* _Stated problem_
Reproduce every line of the listing below verbatim, in its original order and without changes.

* _Records for this exercise_
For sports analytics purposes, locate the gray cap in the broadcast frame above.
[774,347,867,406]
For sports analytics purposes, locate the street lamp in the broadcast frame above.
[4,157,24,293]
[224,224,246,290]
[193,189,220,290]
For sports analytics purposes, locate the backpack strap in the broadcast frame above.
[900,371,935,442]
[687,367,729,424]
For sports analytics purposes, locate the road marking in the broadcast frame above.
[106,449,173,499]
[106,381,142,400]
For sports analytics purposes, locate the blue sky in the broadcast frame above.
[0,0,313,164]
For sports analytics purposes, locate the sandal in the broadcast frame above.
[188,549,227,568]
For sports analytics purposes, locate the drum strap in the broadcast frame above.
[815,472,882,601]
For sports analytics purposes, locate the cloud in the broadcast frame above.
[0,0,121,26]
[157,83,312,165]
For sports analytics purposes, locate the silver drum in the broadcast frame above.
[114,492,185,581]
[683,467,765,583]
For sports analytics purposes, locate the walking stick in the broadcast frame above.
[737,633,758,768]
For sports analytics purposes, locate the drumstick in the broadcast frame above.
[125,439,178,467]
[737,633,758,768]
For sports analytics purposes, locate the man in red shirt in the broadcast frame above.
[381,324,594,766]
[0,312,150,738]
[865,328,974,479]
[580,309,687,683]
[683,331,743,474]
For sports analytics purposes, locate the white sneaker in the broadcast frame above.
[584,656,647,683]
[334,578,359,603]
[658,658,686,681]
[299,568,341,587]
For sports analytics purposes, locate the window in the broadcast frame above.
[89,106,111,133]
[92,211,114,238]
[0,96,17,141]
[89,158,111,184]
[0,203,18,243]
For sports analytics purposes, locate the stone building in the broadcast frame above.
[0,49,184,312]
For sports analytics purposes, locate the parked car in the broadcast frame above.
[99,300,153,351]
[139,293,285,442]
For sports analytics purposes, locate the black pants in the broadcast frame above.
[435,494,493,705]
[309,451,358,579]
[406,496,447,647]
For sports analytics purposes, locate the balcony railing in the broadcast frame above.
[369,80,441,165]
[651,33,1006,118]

* _Result below_
For sports analytics purposes, locate the gray cap in the broadcast frame above.
[774,347,867,406]
For sports analytics purposes, locate the street lamp in the broadcast frame above.
[4,157,24,293]
[224,224,246,290]
[193,189,220,290]
For sports analytics purposes, locate the backpack strap in the broadcast frame above.
[900,371,935,442]
[687,367,729,424]
For sports analytics purposes, locate the road marking in the broadcast frame above.
[106,449,173,499]
[106,381,142,400]
For sports analytics purposes, locate the blue sky in the broadcast frame above.
[0,0,313,164]
For sports analytics purposes, locate the sandal in the broadcast frame above.
[188,549,227,568]
For sports analytics purposes, locate the drum strap in the broadcast frame above.
[815,472,882,601]
For sports analytics purposes, locate the cloud in the broadcast frame above.
[0,0,121,26]
[157,83,312,165]
For sports analytics purposes, locate the silver drum in the broadcast frame above.
[114,492,185,581]
[683,467,765,583]
For sports analytics purposes, locate the walking stick in the broadcast frame above.
[737,633,758,768]
For sports analytics purposes, locate the drumstick in the broadcast frame above.
[125,439,178,467]
[737,633,758,768]
For sports analytics purposes, locate the man in red shirt in the broadcast frame above.
[381,324,594,766]
[0,312,150,738]
[865,328,974,479]
[580,309,687,683]
[683,331,743,474]
For sports analytics purposes, locate the white sneaker in the broadcast frame above.
[584,656,647,683]
[334,578,359,603]
[658,658,686,681]
[299,568,341,587]
For sports analytics purposes, locate the window in the broadcast frame above.
[89,106,111,133]
[92,211,114,238]
[0,96,17,141]
[89,158,111,184]
[0,203,18,243]
For sports analytics purposes, locate the stone building in the broadcast frame above.
[0,49,184,312]
For sports analytics purposes, locate the parked car in the broadcast frame above.
[99,300,153,351]
[139,293,285,442]
For sports analytics purposes, locate the black pants in the broadcast frame above.
[435,494,493,705]
[309,451,358,579]
[406,496,447,647]
For sports analytics purposes, locate the balcony railing in the broadcast frame above.
[369,80,441,165]
[651,33,1006,118]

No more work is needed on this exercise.